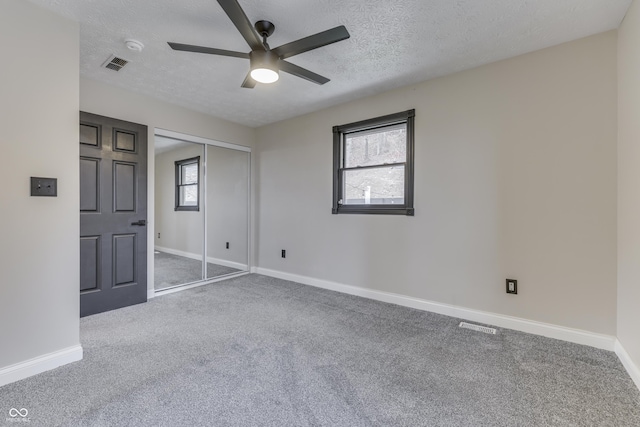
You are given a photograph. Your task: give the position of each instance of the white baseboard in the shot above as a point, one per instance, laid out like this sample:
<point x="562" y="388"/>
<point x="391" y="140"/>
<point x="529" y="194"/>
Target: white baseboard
<point x="632" y="368"/>
<point x="39" y="364"/>
<point x="223" y="262"/>
<point x="606" y="342"/>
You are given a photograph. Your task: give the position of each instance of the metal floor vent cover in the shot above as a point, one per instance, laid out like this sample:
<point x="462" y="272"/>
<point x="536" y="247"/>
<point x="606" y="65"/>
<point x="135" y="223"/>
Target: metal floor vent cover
<point x="115" y="63"/>
<point x="478" y="328"/>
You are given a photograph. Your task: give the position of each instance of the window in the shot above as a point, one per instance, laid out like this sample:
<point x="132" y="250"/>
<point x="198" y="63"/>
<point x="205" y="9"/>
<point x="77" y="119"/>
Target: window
<point x="373" y="166"/>
<point x="187" y="184"/>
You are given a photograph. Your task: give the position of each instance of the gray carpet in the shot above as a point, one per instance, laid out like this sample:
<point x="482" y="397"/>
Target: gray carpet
<point x="171" y="270"/>
<point x="260" y="351"/>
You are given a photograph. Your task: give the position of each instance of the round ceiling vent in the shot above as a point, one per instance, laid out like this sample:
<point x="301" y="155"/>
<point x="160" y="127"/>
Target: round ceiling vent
<point x="134" y="45"/>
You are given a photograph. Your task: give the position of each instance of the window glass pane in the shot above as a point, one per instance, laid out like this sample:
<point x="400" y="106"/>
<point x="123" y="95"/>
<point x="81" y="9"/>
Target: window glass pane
<point x="189" y="195"/>
<point x="190" y="173"/>
<point x="376" y="147"/>
<point x="376" y="186"/>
○ ○ ○ ○ ○
WHAT TO PRODUCE: With the pictures set aside, repeat every entry above exactly.

YOUR SOLUTION:
You are given a photograph. Your task: give the position of each instance of the white baseboard in the shot above as a point, one per instance, laid out like this sample:
<point x="562" y="388"/>
<point x="391" y="140"/>
<point x="529" y="194"/>
Target: white baseboard
<point x="632" y="368"/>
<point x="39" y="364"/>
<point x="223" y="262"/>
<point x="606" y="342"/>
You are given a photograph. Your task: give the position of each instance of the metal floor vent cover in the shot above as a point, one per instance, laid out like this sample:
<point x="462" y="272"/>
<point x="536" y="247"/>
<point x="606" y="65"/>
<point x="135" y="223"/>
Target: metal floor vent cover
<point x="115" y="63"/>
<point x="478" y="328"/>
You are given a photograph. Your task: give the position of each instance of the window in the shot above as a point, one per instance, laid out like this sample:
<point x="132" y="250"/>
<point x="198" y="63"/>
<point x="205" y="9"/>
<point x="77" y="119"/>
Target: window
<point x="373" y="166"/>
<point x="187" y="184"/>
You are given a photograph. Your task: give the position of each instance of the gray carpet in the shot above as a point, one per instance, laid out like this sample:
<point x="482" y="397"/>
Target: gray carpet
<point x="171" y="270"/>
<point x="260" y="351"/>
You are given a photograph. Your task: give the position of each instance of the round ceiling vent in the shot above as a point, one per instance, laid out like this sample:
<point x="301" y="155"/>
<point x="160" y="127"/>
Target: round ceiling vent
<point x="134" y="45"/>
You are given a photograph. Your task: give the position of each instance of the window glass pane in the shot above as a point, one per instance, laid out like this sample:
<point x="400" y="106"/>
<point x="123" y="95"/>
<point x="81" y="9"/>
Target: window glass pane
<point x="189" y="195"/>
<point x="190" y="173"/>
<point x="376" y="147"/>
<point x="376" y="186"/>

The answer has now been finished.